Короткое задание: Перепишите строки ниже в виде нумерованного списка без пустых строк. Изображения в ответ не включайте.

Записи набора данных:
_ _ _ _ _ _ _

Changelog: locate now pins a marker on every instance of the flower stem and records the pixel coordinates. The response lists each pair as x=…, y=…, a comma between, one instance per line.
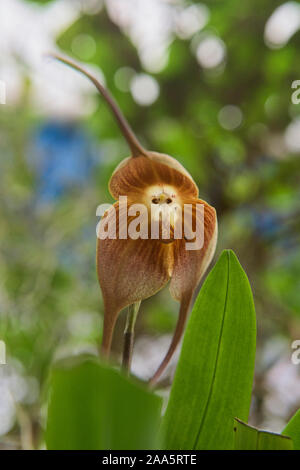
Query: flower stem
x=129, y=336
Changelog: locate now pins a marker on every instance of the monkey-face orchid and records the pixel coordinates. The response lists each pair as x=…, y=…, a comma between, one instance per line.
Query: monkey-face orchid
x=132, y=269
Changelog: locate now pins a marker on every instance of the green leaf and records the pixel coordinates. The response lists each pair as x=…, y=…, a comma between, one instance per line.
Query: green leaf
x=250, y=438
x=95, y=407
x=292, y=430
x=213, y=380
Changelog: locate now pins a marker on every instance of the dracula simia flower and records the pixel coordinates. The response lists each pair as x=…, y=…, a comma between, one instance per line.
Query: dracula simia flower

_ _ _ _ _ _ _

Решённая задача:
1. Changelog: locate now pins a marker on every instance of the flower stem and records the pixel coordinates. The response lists each pair as x=…, y=…, a comma between, one instance per line.
2. Query: flower stem
3. x=129, y=336
4. Changelog: locate now pins a marker on every instance of the monkey-face orchid and records the pixel coordinates. The response lists each pair as x=…, y=…, a comma between, one instance per line.
5. Query: monkey-face orchid
6. x=132, y=269
7. Changelog: locate now pins a marker on every instance of the green leaf and records the pixel coordinates. The response lists each pair as x=…, y=…, a comma between, one instance per line.
8. Query: green leaf
9. x=250, y=438
10. x=95, y=407
11. x=292, y=430
12. x=213, y=380
13. Changelog: locate now pins a marker on every instance of the dracula simia flower and records the pixel coordinates. The response lists each pair as x=…, y=…, a comma between, one instance per line.
14. Query: dracula simia flower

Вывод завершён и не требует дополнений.